STATED GOAL =
Pick out each line in the items below that has the word "body" in it, and copy those lines.

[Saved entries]
************

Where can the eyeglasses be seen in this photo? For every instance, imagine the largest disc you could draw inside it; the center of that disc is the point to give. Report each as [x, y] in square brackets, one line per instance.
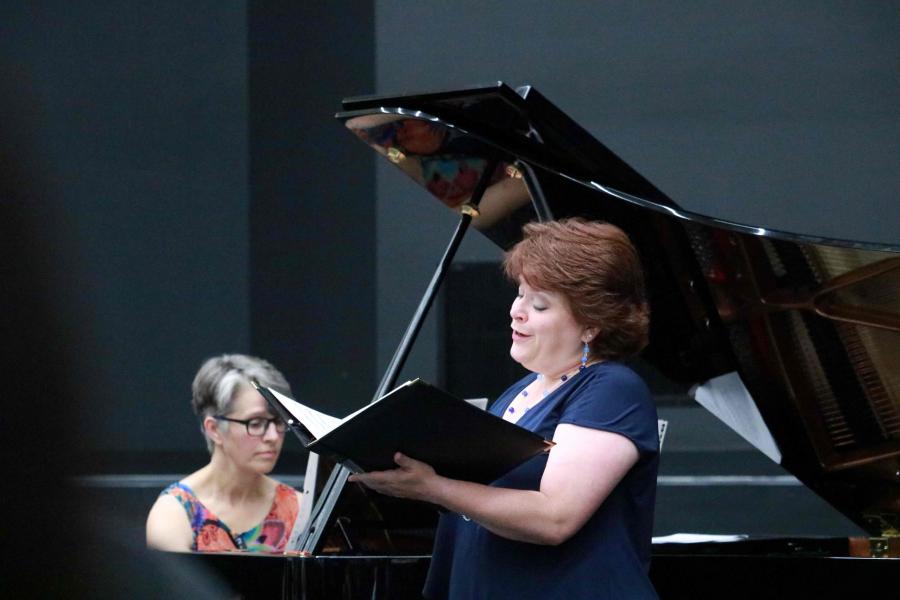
[257, 426]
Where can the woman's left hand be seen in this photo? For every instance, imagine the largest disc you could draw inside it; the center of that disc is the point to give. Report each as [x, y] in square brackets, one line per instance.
[412, 479]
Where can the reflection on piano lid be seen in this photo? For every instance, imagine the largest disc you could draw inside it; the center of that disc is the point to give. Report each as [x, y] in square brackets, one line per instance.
[810, 325]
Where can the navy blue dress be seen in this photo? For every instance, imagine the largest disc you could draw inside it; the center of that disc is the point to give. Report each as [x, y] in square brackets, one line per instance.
[609, 556]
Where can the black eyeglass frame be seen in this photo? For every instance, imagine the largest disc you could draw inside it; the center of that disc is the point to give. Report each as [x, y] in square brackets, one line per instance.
[280, 425]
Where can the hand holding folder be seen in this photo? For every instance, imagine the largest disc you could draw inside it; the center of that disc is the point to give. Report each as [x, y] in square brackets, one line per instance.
[457, 439]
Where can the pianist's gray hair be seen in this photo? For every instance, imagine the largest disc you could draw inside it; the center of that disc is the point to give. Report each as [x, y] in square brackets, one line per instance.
[221, 378]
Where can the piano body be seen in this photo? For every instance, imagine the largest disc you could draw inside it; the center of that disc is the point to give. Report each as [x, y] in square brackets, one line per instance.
[806, 329]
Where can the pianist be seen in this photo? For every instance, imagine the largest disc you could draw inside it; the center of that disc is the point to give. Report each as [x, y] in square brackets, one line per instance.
[231, 503]
[575, 523]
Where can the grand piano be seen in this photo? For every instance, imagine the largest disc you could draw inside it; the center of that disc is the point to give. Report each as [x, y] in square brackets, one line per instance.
[799, 335]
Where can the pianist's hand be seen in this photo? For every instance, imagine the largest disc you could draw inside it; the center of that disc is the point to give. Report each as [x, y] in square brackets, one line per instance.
[411, 479]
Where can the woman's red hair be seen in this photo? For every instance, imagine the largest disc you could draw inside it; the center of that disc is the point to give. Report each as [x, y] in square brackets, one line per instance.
[597, 269]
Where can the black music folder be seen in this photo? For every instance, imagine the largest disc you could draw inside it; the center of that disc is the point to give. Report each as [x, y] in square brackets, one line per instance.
[459, 440]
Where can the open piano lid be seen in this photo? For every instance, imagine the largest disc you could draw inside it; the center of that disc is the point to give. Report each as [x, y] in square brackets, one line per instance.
[806, 328]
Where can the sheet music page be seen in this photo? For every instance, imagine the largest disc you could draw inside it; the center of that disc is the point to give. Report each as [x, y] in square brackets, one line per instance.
[727, 398]
[318, 423]
[697, 538]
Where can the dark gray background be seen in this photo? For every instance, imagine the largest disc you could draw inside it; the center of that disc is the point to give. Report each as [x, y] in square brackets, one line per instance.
[210, 203]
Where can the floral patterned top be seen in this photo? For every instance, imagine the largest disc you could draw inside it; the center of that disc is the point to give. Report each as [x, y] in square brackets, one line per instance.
[212, 535]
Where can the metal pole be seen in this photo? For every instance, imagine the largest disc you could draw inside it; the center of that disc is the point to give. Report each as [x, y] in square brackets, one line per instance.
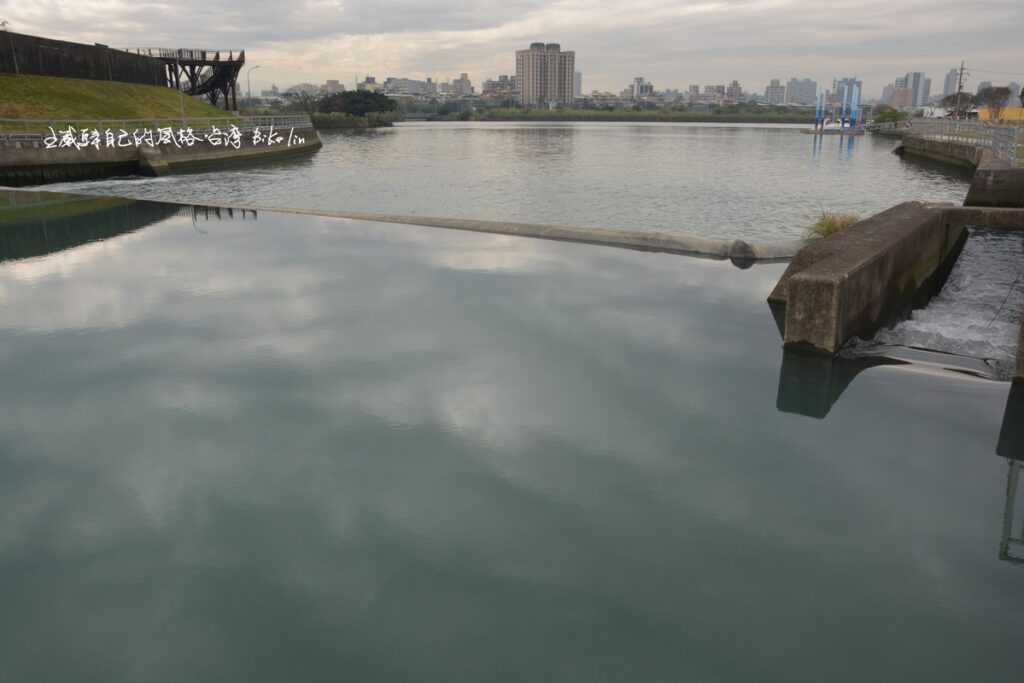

************

THE RESULT =
Where can the piano body be seen in this photo? For every instance, imagine the largest disc you could draw inside it; the center of that disc is the point to give. Report each as [x, y] in square brackets, one line per instance.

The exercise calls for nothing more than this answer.